(SET PROBLEM) Each line below should be retyped exactly, with no pictures.

[Items from a data source]
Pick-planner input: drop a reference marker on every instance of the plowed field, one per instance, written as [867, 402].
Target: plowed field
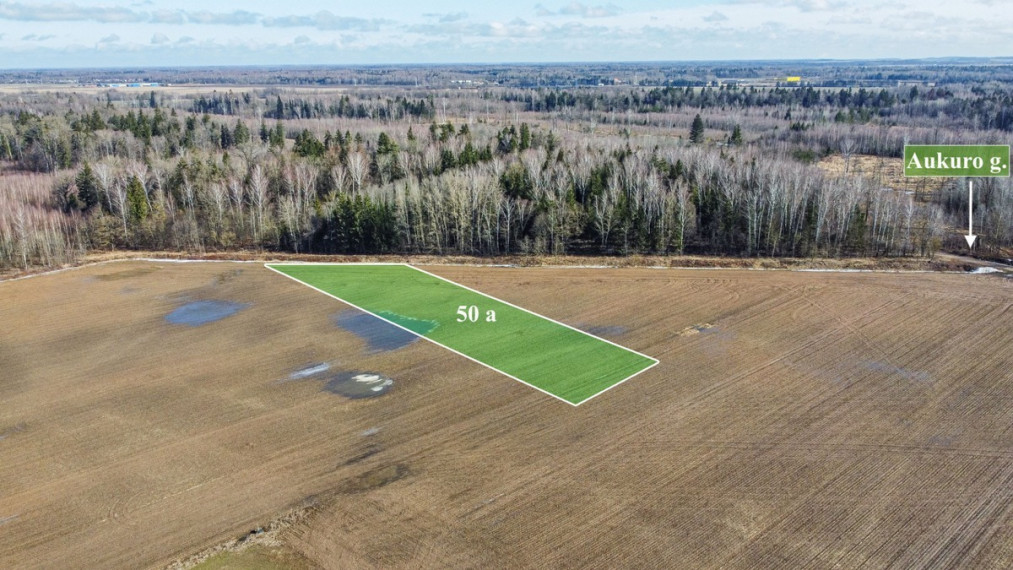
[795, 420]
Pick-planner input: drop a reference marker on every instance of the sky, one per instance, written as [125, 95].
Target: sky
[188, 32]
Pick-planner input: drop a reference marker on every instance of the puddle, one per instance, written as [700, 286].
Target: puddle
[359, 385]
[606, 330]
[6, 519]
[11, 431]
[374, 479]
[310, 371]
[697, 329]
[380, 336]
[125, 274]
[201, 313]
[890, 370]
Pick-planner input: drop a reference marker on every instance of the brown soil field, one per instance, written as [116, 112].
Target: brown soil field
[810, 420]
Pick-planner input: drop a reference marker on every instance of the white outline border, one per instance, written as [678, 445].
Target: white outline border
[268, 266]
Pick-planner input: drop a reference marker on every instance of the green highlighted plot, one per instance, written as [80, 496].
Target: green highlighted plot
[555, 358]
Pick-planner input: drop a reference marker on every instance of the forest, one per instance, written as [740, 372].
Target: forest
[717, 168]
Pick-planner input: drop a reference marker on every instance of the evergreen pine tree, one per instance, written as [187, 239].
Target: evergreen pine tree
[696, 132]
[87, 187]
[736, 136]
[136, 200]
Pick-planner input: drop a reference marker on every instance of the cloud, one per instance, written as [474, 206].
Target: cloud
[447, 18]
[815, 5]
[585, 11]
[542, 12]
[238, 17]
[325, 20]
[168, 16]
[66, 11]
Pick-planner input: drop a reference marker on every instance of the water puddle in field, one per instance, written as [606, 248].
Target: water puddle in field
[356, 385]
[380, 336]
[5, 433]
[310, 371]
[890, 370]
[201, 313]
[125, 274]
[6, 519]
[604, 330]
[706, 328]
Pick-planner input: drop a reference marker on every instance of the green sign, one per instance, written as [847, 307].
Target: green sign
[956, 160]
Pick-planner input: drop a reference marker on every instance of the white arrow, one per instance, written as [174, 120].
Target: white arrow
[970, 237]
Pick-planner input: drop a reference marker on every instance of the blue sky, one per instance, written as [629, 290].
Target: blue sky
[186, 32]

(OUTPUT OF THE EXERCISE)
Pick-planner input: drop a reference marker on every instance of the plowed field, one per instance, written as [867, 402].
Target: plowed field
[795, 420]
Pick-planner input: drop a reference marker on every instance of the sky, one per instance, written as [125, 95].
Target: sky
[188, 32]
Pick-planner input: drop a reference marker on every instance of the puddle, one per instance, written as [700, 286].
Target: puddle
[359, 385]
[606, 330]
[6, 519]
[11, 431]
[374, 479]
[310, 371]
[697, 329]
[380, 336]
[125, 274]
[201, 313]
[890, 370]
Pick-planner input: drop a reference marker on every instance of the brown soil field, one per instance, written as [116, 112].
Target: brown soil field
[810, 420]
Pick-planner input: drop a reference marker on every instance of the white outline border, one per instance, written as [678, 445].
Target: white outline border
[268, 266]
Pick-planner input: drop a reference marker on every instance of the green highlighted plot, one per instance, written as [80, 496].
Target: green highlighted plot
[555, 358]
Pick-planner input: drop a reference marker on every instance of the forest, one per instance, written as [740, 372].
Target: forest
[717, 168]
Pick-planner input: drop a reference marker on every instance of the evergreen pine tree, one per instance, written as [187, 239].
Target: evergreen pine tree
[696, 132]
[87, 187]
[736, 136]
[136, 200]
Pick-planner input: drop a reference marker on every instance of the cloud, one per instance, written as [474, 206].
Target: cloud
[447, 18]
[815, 5]
[585, 11]
[542, 12]
[238, 17]
[325, 20]
[168, 16]
[66, 11]
Pick-planner input: drop a reference marker on every instance of the water puddle in field, one per instance, written as [606, 248].
Target: water puddle in field
[356, 385]
[380, 336]
[5, 433]
[310, 371]
[890, 370]
[201, 313]
[125, 274]
[6, 519]
[604, 330]
[706, 328]
Pick-planner input: drop a reference marker on every instance of the green sign, one per instance, written as [847, 307].
Target: green sign
[956, 160]
Pick-planner input: drop a reference marker on every instance of the white arrow, one per instance, written as [174, 120].
Target: white arrow
[970, 237]
Pick-planner input: drop a reference marker on every instance of the blue sky, one per instance, written as [629, 290].
Target: blue sky
[186, 32]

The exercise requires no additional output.